### Task goal
Report every line in the records below that holds the word "dark".

Start of Block

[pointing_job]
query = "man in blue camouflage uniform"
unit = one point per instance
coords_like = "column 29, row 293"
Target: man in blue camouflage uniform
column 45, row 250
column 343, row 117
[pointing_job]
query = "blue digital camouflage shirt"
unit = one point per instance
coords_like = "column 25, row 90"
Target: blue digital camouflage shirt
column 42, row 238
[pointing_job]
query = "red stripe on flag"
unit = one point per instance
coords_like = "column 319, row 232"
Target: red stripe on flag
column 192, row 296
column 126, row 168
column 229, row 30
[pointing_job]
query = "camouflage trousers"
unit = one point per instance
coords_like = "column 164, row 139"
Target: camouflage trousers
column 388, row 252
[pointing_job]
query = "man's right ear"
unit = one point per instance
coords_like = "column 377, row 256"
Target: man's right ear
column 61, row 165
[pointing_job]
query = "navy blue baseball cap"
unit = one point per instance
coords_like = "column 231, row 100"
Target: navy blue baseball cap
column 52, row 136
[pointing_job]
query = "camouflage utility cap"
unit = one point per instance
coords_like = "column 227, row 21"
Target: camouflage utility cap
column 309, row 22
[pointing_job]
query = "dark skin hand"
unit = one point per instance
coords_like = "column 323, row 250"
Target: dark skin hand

End of Block
Start of Block

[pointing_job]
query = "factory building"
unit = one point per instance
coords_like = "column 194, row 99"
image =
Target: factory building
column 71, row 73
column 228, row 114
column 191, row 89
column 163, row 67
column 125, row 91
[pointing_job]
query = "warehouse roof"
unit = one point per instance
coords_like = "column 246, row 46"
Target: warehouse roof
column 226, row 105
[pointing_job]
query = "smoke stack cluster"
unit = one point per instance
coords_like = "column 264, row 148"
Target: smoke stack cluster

End of Block

### Solution to this exercise
query = "dark skin hand"
Target: dark skin hand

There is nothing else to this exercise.